■ WORK ITEM: Return the following from the records below: each line, word for word, starting with the line that contains "Can you find the hanging" and going on through the line that contains "Can you find the woman's bare", with nothing outside that range.
== ENTRIES SUPPLIED
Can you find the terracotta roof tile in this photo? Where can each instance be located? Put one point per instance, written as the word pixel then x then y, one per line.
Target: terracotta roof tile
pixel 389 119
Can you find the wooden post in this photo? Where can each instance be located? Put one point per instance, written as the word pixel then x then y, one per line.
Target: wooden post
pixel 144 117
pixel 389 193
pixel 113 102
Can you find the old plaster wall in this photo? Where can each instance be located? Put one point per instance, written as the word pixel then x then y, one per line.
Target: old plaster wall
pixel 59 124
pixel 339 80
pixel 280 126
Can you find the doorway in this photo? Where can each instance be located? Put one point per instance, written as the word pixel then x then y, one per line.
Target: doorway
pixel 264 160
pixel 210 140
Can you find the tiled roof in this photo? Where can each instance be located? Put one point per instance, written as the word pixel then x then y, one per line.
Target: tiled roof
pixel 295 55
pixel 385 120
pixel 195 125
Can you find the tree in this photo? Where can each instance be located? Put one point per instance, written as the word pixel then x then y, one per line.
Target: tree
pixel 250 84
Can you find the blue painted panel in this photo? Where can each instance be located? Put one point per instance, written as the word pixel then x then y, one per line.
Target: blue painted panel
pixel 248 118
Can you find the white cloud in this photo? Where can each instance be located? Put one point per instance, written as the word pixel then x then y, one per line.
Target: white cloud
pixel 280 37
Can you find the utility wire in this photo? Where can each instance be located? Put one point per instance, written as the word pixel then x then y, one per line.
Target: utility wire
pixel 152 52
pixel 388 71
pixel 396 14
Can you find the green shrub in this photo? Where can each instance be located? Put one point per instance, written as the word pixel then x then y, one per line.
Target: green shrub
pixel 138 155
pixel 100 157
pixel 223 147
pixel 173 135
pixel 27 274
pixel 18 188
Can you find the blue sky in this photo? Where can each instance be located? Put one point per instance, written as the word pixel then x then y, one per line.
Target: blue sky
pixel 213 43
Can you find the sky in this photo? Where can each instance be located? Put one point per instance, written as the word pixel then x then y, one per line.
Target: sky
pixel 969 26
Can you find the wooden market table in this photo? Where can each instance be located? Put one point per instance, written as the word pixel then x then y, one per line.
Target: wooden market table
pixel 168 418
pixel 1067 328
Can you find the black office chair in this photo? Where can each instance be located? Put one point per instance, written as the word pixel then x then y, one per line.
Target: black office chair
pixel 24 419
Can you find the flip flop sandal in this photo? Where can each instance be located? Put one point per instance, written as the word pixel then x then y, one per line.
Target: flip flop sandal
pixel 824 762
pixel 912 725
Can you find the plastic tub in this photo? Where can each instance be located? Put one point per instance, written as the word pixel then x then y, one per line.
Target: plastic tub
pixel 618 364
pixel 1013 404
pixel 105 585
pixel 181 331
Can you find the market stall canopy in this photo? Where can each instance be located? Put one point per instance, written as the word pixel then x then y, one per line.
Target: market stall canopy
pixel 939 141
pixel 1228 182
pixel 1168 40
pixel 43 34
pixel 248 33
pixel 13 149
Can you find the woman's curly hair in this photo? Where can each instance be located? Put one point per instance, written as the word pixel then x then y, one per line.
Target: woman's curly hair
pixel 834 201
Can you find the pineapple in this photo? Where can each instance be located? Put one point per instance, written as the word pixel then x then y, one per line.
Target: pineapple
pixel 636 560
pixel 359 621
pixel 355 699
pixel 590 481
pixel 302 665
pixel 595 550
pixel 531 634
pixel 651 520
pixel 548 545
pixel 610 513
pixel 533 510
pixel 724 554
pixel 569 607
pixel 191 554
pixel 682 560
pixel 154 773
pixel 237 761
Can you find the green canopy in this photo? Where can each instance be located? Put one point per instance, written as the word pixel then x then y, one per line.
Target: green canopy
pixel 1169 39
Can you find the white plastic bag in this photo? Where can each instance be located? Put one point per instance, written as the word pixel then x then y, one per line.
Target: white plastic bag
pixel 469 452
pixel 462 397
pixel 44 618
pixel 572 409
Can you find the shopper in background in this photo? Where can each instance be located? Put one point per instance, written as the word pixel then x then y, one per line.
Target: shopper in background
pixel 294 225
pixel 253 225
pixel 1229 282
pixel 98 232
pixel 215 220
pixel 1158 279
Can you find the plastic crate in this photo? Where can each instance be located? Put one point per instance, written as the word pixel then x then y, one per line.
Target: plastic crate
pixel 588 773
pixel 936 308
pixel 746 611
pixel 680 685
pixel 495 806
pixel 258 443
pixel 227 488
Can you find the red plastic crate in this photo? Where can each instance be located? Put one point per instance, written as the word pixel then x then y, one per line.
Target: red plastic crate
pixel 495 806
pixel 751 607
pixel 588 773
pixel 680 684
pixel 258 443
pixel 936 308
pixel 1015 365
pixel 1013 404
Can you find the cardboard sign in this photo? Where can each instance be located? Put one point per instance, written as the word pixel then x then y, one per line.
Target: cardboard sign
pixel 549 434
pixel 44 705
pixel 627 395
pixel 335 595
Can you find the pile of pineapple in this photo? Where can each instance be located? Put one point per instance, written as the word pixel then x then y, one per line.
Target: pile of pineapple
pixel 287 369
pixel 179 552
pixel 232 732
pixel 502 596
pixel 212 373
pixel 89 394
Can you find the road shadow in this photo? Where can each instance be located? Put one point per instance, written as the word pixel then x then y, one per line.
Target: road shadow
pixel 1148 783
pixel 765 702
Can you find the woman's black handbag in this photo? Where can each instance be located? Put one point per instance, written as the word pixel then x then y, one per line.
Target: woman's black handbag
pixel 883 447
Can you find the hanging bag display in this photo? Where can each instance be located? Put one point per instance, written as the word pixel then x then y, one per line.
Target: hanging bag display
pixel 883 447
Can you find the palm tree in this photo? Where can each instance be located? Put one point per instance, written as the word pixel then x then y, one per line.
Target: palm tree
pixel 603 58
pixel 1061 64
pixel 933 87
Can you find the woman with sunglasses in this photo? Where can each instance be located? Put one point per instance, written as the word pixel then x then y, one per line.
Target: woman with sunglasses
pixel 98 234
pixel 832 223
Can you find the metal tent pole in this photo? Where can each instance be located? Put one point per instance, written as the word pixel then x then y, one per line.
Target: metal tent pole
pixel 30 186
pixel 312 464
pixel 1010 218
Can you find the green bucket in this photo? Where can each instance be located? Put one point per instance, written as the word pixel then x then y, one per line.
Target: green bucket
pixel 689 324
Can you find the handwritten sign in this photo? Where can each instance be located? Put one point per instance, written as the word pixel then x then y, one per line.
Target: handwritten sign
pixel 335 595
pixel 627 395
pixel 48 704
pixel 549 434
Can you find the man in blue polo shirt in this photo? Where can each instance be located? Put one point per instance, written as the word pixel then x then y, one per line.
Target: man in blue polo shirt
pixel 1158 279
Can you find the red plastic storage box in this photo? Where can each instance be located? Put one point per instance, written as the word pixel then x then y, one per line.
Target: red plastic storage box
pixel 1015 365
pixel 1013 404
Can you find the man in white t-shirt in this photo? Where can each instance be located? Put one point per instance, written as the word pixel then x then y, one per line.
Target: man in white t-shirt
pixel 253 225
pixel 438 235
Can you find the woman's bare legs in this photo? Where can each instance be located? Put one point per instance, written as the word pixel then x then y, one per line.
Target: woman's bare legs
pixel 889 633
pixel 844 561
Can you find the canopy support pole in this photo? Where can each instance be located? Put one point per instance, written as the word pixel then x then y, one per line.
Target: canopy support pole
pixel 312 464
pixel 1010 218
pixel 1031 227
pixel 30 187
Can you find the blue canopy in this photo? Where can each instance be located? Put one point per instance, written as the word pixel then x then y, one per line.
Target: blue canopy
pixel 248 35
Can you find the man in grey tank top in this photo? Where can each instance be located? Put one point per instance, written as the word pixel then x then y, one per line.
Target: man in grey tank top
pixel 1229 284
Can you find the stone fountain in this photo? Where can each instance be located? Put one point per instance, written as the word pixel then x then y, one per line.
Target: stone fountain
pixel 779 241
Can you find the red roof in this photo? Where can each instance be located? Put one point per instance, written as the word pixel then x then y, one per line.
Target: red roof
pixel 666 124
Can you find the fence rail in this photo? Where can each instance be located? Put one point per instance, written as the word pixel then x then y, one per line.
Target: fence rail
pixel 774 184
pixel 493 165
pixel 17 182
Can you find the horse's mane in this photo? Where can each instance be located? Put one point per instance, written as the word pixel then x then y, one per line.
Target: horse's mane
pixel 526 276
====
■ ANSWER TO THIS TASK:
Can you find the hanging bag display in this photo? Where can each instance be located? Put one point per instance, written as the word pixel then x then y, one per line.
Target: hanging bag display
pixel 883 447
Can you find the palm tree in this photo? Where can each instance be located? Put one point per instance, written as the word pixel then x then y, one per line.
Target: palm tree
pixel 603 58
pixel 1061 64
pixel 933 87
Can you find the woman with sunglasses in this photo? Where can each instance be located? Put one point per instance, written as the word pixel then x then y, one per line.
Target: woman with sunglasses
pixel 98 234
pixel 832 223
Can you find the metal tent pole in this photo? Where can each instance be located? Put one point per instance, written as the word pixel then x then y, one per line.
Target: metal tent pole
pixel 30 186
pixel 312 464
pixel 1010 218
Can you find the green bucket in this photo? Where can each instance be located? Put one point per instance, written as the word pixel then x then y, one per line.
Target: green bucket
pixel 689 324
Can you find the handwritten sign in this photo? Where can each instance be located? Put one point per instance, written as the word pixel then x then y, one per line.
Target: handwritten sign
pixel 335 595
pixel 627 395
pixel 48 704
pixel 549 434
Can you find the man in blue polo shirt in this photo? Where can each instance be located? Put one point per instance, written as the word pixel then x then y, one per line.
Target: man in blue polo shirt
pixel 1158 279
Can you find the red plastic storage box in this photo? Where can each instance be located? Put one point per instance, written as the word pixel then x then y, one per line.
Target: red plastic storage box
pixel 1015 365
pixel 1013 404
Can you find the man in white t-shirt in this photo? Where can each instance be located? Put one point per instance, written as the word pixel then x then y, one per line.
Target: man in white t-shirt
pixel 253 225
pixel 438 235
Can you find the woman's bare legs in this photo? Where can each instance be located? Put one point per instance, written as the word pixel then x then y, one per line.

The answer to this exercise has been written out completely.